Dataset content:
******
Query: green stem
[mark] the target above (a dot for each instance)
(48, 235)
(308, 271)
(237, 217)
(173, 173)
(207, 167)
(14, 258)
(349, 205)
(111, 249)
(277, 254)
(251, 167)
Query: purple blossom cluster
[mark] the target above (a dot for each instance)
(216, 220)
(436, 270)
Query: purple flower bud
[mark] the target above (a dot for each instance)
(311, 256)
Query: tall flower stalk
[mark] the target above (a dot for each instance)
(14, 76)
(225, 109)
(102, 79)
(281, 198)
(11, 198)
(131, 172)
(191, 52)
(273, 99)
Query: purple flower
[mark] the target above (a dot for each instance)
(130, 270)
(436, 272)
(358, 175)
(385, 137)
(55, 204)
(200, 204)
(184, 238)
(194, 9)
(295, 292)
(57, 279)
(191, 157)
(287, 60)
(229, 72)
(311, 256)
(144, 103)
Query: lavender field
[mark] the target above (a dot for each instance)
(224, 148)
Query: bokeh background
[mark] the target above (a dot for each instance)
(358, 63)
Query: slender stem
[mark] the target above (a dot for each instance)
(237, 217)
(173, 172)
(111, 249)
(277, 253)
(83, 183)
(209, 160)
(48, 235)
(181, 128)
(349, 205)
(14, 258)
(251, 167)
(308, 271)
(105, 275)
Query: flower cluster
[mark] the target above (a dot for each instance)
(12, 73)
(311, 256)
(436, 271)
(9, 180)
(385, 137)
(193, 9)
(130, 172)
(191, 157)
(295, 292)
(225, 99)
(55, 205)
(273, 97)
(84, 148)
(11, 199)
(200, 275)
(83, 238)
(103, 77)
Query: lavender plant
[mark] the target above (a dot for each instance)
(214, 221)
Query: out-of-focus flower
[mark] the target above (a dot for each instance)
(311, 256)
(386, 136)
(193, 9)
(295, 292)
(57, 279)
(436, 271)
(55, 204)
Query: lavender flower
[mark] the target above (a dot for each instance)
******
What you are asked to do:
Copy all of the lines above without changing anything.

Result for this task:
Query: green stem
[mark] the target above (a dot for each instance)
(48, 235)
(308, 271)
(237, 217)
(173, 173)
(207, 167)
(14, 258)
(349, 205)
(111, 249)
(277, 254)
(251, 167)
Query: purple blossom cluster
[mark] the target above (a dot for each instance)
(216, 220)
(436, 270)
Query: purple flower bud
[mark] the target above (a dot for each instance)
(311, 256)
Query: tall flower stalk
[mark] the target above (a dot for each instance)
(14, 76)
(225, 109)
(102, 79)
(281, 198)
(11, 198)
(131, 172)
(191, 52)
(273, 99)
Query: purple flower
[mark] the target above (a dot for each instance)
(130, 270)
(436, 272)
(358, 175)
(385, 137)
(55, 204)
(200, 204)
(184, 238)
(194, 9)
(295, 292)
(57, 279)
(191, 157)
(287, 60)
(229, 72)
(311, 256)
(144, 103)
Query: lavender field
[mark] the target above (a dot for each instance)
(224, 148)
Query: bokeh background
[mark] the target above (a dot for each instance)
(358, 63)
Query: slender stem
[mark] the target above (a dot for each instance)
(237, 217)
(173, 172)
(111, 249)
(277, 253)
(83, 183)
(209, 160)
(48, 235)
(181, 128)
(349, 205)
(14, 258)
(251, 167)
(308, 271)
(105, 275)
Query: flower cluster
[mark] the target above (a dot for each instance)
(12, 73)
(311, 256)
(436, 271)
(9, 180)
(385, 137)
(193, 9)
(130, 172)
(191, 157)
(295, 292)
(225, 99)
(55, 205)
(273, 97)
(84, 148)
(11, 199)
(200, 275)
(83, 238)
(103, 77)
Query: lavender plant
[mark] the target above (a dot for each instance)
(214, 221)
Query: out-of-focus flower
[mark] the target above (a dot for each instance)
(311, 256)
(386, 136)
(193, 9)
(295, 292)
(57, 279)
(436, 271)
(55, 204)
Query: lavender flower
[mark] the target above (a dot for each instance)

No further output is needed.